> **AIM OF THE EXERCISE**: Copy out everything from the line containing "The service MUST place a point on the blue sky, one" down to the line containing "x=35, y=286", swapping "potted plant" for "houseplant" and leaving all else as it is. Return only those lines.

> **PROVIDED DATA**:
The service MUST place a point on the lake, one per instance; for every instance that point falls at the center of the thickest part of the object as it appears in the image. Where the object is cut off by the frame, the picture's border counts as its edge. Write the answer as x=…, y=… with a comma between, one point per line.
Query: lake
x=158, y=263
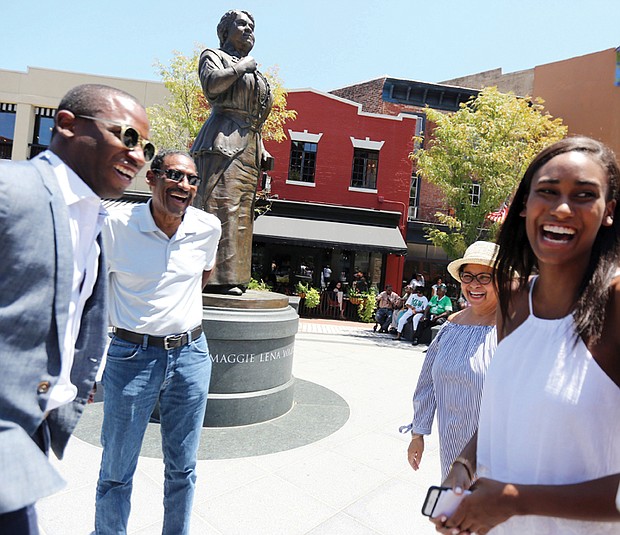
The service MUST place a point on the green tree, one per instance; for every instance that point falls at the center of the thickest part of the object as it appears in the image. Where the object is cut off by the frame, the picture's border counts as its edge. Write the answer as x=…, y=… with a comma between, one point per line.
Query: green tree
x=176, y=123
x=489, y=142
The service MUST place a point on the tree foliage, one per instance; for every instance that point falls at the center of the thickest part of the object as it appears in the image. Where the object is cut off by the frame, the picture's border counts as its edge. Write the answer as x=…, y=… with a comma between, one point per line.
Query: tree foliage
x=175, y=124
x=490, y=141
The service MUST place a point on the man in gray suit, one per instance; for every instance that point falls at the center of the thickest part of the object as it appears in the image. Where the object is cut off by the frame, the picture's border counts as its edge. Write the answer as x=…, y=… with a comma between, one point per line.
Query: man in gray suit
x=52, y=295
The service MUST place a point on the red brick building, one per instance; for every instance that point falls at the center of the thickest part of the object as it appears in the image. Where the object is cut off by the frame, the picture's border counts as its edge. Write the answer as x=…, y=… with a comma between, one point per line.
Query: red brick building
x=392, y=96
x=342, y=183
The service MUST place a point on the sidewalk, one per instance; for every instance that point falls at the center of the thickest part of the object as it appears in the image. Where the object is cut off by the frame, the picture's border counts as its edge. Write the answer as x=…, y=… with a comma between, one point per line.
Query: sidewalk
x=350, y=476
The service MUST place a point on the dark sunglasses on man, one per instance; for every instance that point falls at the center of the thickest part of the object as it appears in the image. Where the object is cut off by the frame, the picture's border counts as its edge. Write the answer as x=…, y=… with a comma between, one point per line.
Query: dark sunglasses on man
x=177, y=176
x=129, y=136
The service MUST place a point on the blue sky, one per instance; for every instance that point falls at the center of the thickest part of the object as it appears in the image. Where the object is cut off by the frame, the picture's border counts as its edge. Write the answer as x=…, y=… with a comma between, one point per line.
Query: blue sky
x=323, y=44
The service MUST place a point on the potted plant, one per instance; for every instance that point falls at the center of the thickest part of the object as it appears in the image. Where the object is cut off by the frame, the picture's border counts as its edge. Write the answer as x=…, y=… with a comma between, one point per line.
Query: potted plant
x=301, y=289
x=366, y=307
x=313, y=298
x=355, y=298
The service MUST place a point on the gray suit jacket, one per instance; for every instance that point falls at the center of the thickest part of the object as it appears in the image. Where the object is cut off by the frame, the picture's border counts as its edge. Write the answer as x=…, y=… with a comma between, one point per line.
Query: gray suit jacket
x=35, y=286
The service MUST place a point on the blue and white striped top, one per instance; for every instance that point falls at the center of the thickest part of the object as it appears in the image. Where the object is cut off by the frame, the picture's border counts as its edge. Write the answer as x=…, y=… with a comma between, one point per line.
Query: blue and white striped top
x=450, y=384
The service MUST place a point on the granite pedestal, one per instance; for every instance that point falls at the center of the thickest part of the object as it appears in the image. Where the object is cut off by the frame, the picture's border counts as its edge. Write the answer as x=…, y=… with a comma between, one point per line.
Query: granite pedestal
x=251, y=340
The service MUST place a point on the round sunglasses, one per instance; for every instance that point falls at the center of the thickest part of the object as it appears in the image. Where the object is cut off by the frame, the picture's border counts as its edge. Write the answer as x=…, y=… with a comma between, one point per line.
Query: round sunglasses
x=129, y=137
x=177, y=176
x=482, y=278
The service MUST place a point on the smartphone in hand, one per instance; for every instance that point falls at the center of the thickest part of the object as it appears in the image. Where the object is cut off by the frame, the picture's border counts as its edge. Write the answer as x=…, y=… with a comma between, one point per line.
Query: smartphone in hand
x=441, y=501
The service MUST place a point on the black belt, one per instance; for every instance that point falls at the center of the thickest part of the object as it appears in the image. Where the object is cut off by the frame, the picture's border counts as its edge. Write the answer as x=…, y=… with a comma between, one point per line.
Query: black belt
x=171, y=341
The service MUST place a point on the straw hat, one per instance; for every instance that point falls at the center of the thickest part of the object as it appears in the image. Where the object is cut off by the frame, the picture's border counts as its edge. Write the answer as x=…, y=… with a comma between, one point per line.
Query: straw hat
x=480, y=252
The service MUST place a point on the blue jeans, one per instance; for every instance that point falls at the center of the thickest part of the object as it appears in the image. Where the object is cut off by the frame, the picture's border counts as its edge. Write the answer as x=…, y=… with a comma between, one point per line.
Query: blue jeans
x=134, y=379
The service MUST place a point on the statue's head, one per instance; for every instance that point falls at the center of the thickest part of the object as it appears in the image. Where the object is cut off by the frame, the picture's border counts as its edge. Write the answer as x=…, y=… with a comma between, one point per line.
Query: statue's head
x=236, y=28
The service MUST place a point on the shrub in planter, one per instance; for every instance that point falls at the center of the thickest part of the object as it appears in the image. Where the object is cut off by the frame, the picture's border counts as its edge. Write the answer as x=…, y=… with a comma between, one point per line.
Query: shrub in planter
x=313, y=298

> **SOLVED PROBLEM**:
The service MUST place a point on the blue sky, one per instance; for every instance that point falls at the center of the thickest part of the object as it appears in the image. Where the object is cut off by the frame, the picture's border counts as its edge. Write the answer as x=…, y=… with a comma between, one point per line.
Query: blue sky
x=323, y=44
The service MUST place a point on the houseplant, one per instance; for every instance that point falls at the center of the thickest part of the object as it appears in the image. Where the object is cut off by the frame, the picture's border counts as its edge. Write the answer as x=…, y=… with a comma between, one point per line.
Query: houseplant
x=301, y=289
x=366, y=307
x=313, y=298
x=355, y=298
The service MUST place a point on the gray suit jacket, one per instance; for every instance that point falls at the center of the thickest part of the object as it appears in the image. Where the object is cut off by the frame, the picture's border counts as its edge. Write the answer as x=…, y=… with a comma between, one point per line.
Query: gray suit jacket
x=35, y=286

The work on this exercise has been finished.